• _Petunjuk Pengerjaan_:
Perbarui seluruh data di bawah dengan mengganti "bounding box" menjadi "frame". Tulis ulang semua baris tanpa mengubah bagian lain.

• _Data Tugas_:
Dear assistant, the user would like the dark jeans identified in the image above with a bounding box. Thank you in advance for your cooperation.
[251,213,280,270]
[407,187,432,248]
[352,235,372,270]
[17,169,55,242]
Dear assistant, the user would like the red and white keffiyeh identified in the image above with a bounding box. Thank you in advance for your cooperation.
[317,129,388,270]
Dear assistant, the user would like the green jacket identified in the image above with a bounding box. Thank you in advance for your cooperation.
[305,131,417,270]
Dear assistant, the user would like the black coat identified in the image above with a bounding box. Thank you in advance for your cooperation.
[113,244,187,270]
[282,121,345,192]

• _Jawaban Latihan_:
Dear assistant, the user would like the dark jeans identified in the image above with a frame. Thank you in advance for your cooperation.
[251,213,280,270]
[407,187,432,248]
[352,235,372,270]
[17,169,55,242]
Dear assistant, the user would like the red and white keffiyeh identified in the image above with a frame. Thank you in advance for your cooperation.
[317,129,388,270]
Dear assistant, the user would like the green jacket identified in the image above with a frame. Thank you in advance for your cooperation.
[305,131,417,270]
Dear assistant, the user would like the black coat identified in the image above with a frame. Thank you in advance for your cooperation.
[113,244,187,270]
[282,121,345,192]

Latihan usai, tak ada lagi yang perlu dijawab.